→ Task to complete
Please rewrite the records below, replacing "planogram photo" with "store photo" everywhere and leaving everything else unchanged. Leave the pictures out.

########

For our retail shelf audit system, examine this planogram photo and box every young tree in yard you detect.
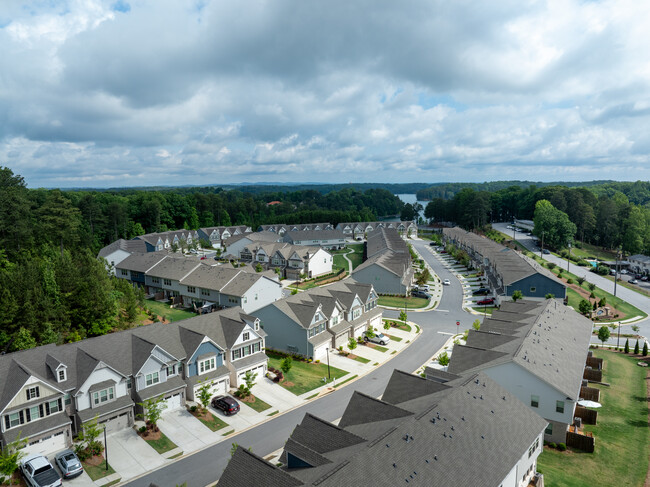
[138,397,167,431]
[399,311,408,323]
[196,380,214,412]
[280,357,293,374]
[578,299,591,316]
[598,326,611,346]
[0,434,27,484]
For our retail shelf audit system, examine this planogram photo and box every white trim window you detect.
[144,372,160,387]
[197,357,217,374]
[93,387,115,406]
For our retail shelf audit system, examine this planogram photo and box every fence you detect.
[566,431,596,453]
[573,406,598,424]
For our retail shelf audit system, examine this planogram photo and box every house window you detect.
[199,357,217,374]
[25,386,41,401]
[93,387,115,406]
[144,372,160,387]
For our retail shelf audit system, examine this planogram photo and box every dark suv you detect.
[212,396,239,416]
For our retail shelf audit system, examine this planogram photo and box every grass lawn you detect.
[377,296,429,309]
[538,349,650,487]
[142,431,178,454]
[81,460,115,482]
[190,410,228,431]
[266,352,348,396]
[239,396,271,413]
[145,299,196,321]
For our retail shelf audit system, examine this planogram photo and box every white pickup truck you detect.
[20,454,63,487]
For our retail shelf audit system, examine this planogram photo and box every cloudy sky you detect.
[0,0,650,187]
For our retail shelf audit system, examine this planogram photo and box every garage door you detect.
[163,392,183,413]
[99,413,130,434]
[25,431,66,455]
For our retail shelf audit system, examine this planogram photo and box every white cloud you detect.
[0,0,650,187]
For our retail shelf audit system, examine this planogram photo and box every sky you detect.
[0,0,650,188]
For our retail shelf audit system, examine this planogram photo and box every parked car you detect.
[54,450,84,479]
[212,396,239,416]
[472,287,490,296]
[20,454,63,487]
[363,332,390,345]
[411,289,431,299]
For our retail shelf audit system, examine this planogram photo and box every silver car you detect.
[54,450,84,479]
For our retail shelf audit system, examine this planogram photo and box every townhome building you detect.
[219,370,546,487]
[442,227,566,303]
[336,221,418,240]
[198,225,252,249]
[116,252,282,313]
[253,279,382,360]
[283,229,347,249]
[436,299,593,443]
[352,228,415,296]
[0,308,266,454]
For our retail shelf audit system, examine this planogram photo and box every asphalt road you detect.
[492,223,650,337]
[125,241,476,487]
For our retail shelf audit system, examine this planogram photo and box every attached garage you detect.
[97,411,132,434]
[24,431,69,456]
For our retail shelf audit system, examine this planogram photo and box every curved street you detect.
[124,240,477,487]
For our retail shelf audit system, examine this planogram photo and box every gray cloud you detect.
[0,0,650,187]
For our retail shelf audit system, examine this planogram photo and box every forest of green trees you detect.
[0,167,404,351]
[425,182,650,254]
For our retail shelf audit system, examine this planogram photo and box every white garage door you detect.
[163,392,183,412]
[99,413,129,434]
[25,431,66,455]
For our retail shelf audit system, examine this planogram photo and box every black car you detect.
[472,287,490,296]
[212,396,239,416]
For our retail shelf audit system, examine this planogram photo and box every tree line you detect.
[0,167,404,351]
[425,182,650,254]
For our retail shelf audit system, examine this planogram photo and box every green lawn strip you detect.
[334,375,358,387]
[241,396,271,413]
[352,355,370,364]
[267,352,348,396]
[81,460,115,482]
[142,431,178,455]
[377,296,429,309]
[538,350,650,487]
[145,299,196,321]
[194,413,228,431]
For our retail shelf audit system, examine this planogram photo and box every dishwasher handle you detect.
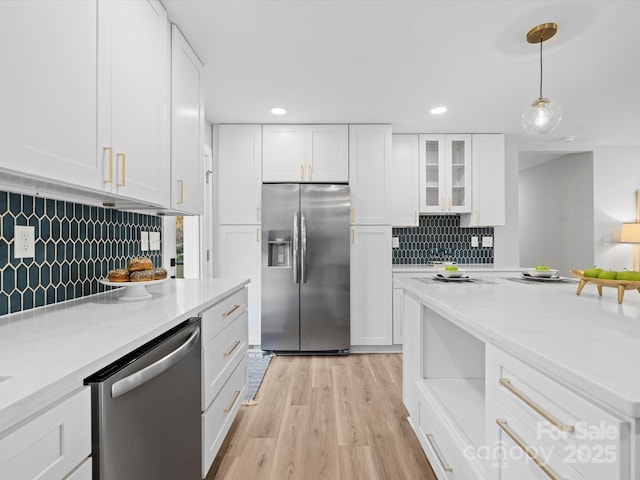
[111,327,200,398]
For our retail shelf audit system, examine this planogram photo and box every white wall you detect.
[519,152,594,275]
[593,147,640,270]
[493,139,520,267]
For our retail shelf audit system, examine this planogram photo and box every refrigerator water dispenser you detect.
[268,230,291,268]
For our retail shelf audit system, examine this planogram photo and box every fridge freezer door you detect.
[260,184,300,351]
[300,184,351,352]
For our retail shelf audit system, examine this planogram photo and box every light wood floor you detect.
[207,354,436,480]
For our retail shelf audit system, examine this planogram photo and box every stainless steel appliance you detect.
[85,318,202,480]
[261,184,351,354]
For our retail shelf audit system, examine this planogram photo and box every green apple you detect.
[582,267,602,278]
[598,270,618,280]
[616,270,640,282]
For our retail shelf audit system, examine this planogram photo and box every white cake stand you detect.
[98,278,167,301]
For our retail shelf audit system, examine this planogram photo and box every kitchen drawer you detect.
[202,311,248,411]
[485,345,631,479]
[488,395,588,480]
[202,355,247,478]
[64,457,93,480]
[0,387,91,480]
[200,288,247,345]
[417,382,484,480]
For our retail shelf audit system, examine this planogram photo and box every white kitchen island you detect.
[0,279,248,480]
[394,273,640,480]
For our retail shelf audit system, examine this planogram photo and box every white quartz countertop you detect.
[0,279,248,432]
[394,274,640,417]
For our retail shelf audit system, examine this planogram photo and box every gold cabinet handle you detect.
[116,153,127,187]
[426,433,453,472]
[222,303,240,317]
[224,340,242,357]
[500,378,575,432]
[102,147,113,183]
[496,418,560,480]
[178,180,184,205]
[224,390,240,413]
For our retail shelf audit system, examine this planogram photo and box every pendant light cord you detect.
[540,35,543,98]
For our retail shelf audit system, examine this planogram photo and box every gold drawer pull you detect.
[224,340,241,357]
[500,378,575,432]
[496,418,560,480]
[222,303,240,317]
[224,390,240,413]
[426,433,453,472]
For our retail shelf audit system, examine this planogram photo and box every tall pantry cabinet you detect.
[349,125,393,346]
[214,125,262,345]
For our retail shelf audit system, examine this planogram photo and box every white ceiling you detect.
[162,0,640,150]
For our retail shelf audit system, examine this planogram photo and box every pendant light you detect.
[522,23,562,135]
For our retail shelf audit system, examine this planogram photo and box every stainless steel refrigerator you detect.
[261,183,351,354]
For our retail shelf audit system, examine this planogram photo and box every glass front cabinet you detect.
[420,134,471,213]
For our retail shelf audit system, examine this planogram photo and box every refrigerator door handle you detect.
[292,212,299,284]
[300,213,307,283]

########

→ Answer to the task
For our retail shelf audit system, examine this store photo and box every young tree in yard you detect.
[138,397,167,431]
[399,311,408,323]
[196,380,214,412]
[280,357,293,374]
[578,299,591,316]
[598,326,611,346]
[0,434,27,484]
For our retail shelf audit system, examine this store photo and box every white trim window you detect.
[144,372,160,387]
[197,357,217,374]
[93,387,115,406]
For our retail shelf audit system, examine this store photo and box every fence you detect.
[566,431,596,453]
[573,406,598,424]
For our retail shelf audit system, examine this store photo and box every house window you detect.
[199,357,217,374]
[25,386,41,401]
[93,387,115,406]
[144,372,160,387]
For our retail shelf audit system, examine this store photo and box every dark suv you detect.
[212,396,239,416]
For our retail shelf audit system, examine this store photo and box every grass lawn you detect.
[377,296,429,309]
[538,349,650,487]
[142,431,178,454]
[81,460,115,482]
[190,410,228,431]
[266,352,348,396]
[239,396,271,413]
[145,299,196,321]
For our retail shelf audit system, examine this store photo and box every white pickup truck you detect.
[20,454,63,487]
For our retail shelf audit system, examine this store photo and box every cloudy sky you detect.
[0,0,650,187]
For our retail shelf audit system, examine this store photo and box every garage door you detect.
[163,392,183,413]
[99,413,130,434]
[25,431,66,455]
For our retail shelf audit system, examine this store photo and box every white cloud you detect.
[0,0,650,187]
For our retail shelf audit system, examine this store photo and box every sky you detect.
[0,0,650,188]
For our retail shelf audit system, examine this store photo and box every parked car you detect.
[54,450,84,479]
[212,396,239,416]
[472,287,490,296]
[20,454,63,487]
[363,332,390,345]
[411,289,431,299]
For our retail shelf audit system, examine this store photo and box every silver car you detect.
[54,450,84,479]
For our retail shelf audit system, examine this store photo and box every townhome building you detect.
[219,370,546,487]
[442,227,566,303]
[336,221,418,240]
[198,225,252,249]
[116,252,282,313]
[253,279,382,360]
[283,229,347,249]
[436,299,593,443]
[352,228,415,296]
[0,308,266,454]
For our retail shelf audit system, examine this store photo and box every asphalt road you detect.
[492,223,650,337]
[125,241,476,487]
For our retail shelf audit system, examine this store photo and box every attached garage you detect.
[97,411,132,434]
[24,431,69,456]
For our retail shelf audit system, examine this store photo and box every curved street you detect.
[124,240,477,487]
For our retail shelf audit system, examine this store photo and box every gray cloud you detect.
[0,0,650,187]
For our retail shelf audit system, examine this store photo and box every forest of green trees you detect.
[0,167,404,351]
[425,182,650,254]
For our retail shelf audit system, examine this store photo and box every white garage door you detect.
[163,392,183,412]
[99,413,129,434]
[25,431,66,455]
For our retail shelf audit system, examine this store photo and box every black car you detect.
[472,287,490,296]
[212,396,239,416]
For our retail shelf audit system, examine this store photo and box every tree line you detect.
[0,167,404,351]
[425,182,650,254]
For our retail shelf audit system, examine this store photo and box every green lawn strip you detect.
[334,375,358,387]
[241,396,271,413]
[352,355,370,364]
[267,352,348,396]
[81,460,115,482]
[142,431,178,455]
[377,296,429,309]
[538,350,650,487]
[145,299,196,321]
[194,413,228,431]
For our retail shelf audit system, examine this store photo and box every dishwasher handle you detect.
[111,327,200,398]
For our retail shelf audit system, examine this store photo and box every white wall you detect.
[519,152,594,275]
[593,147,640,270]
[493,139,520,267]
For our retail shelf audit system, examine this store photo and box every refrigerator water dispenser you detect.
[268,230,291,268]
For our retail shelf audit system, examine this store photo and box every fridge freezer door you detect.
[260,184,300,351]
[300,184,351,352]
For our retail shelf audit system, examine this store photo and box every light wood floor you detect.
[207,354,436,480]
For our retail shelf audit system, examine this store photo and box every stainless steel appliance you detect.
[85,318,202,480]
[261,184,351,354]
For our retail shelf audit system, examine this store photo and box every green apple you detect.
[582,267,602,278]
[598,270,618,280]
[616,270,640,282]
For our retail shelf audit system, examine this store photo and box every white cake stand you detect.
[98,278,167,301]
For our retail shelf audit system, examine this store photo and box every kitchen drawer you detect.
[202,311,248,411]
[485,345,631,479]
[488,395,588,480]
[202,355,247,478]
[64,457,93,480]
[0,387,91,480]
[200,288,247,345]
[417,382,484,480]
For our retail shelf audit system, examine this store photo and box every white kitchen island you detect.
[0,279,248,480]
[394,273,640,480]
For our retail shelf audit system, examine this store photo and box every white quartz countertop you detect.
[0,279,248,432]
[394,274,640,417]
For our retail shelf audit system, examine this store photo and box every gold cabinet handle you detect.
[116,153,127,187]
[426,433,453,472]
[222,303,240,317]
[224,340,242,357]
[500,378,575,432]
[102,147,113,183]
[496,418,560,480]
[178,180,184,205]
[224,390,240,413]
For our retail shelf audit system, examine this store photo and box every pendant light cord you detect.
[540,35,543,98]
For our retail shelf audit system, examine this store photo and box every gold drawer pull you detect.
[224,340,241,357]
[500,378,575,432]
[496,418,560,480]
[222,303,240,317]
[224,390,240,413]
[426,433,453,472]
For our retail shelf audit system, examine this store photo and box every tall pantry cabinet you detect.
[349,125,393,346]
[214,125,262,345]
For our retail shelf audit system, examine this store photo and box every white ceiling you detect.
[162,0,640,150]
For our retail shelf audit system, examine this store photo and box every pendant light you detect.
[522,23,562,135]
For our retail shelf audit system, examine this store photo and box every stainless steel refrigerator you detect.
[261,183,351,354]
For our retail shelf audit system, examine this store photo and box every glass front cabinet you detect.
[420,134,471,213]
For our retail shelf audit system, examine this store photo and box every refrigerator door handle you detect.
[292,212,299,284]
[300,213,307,283]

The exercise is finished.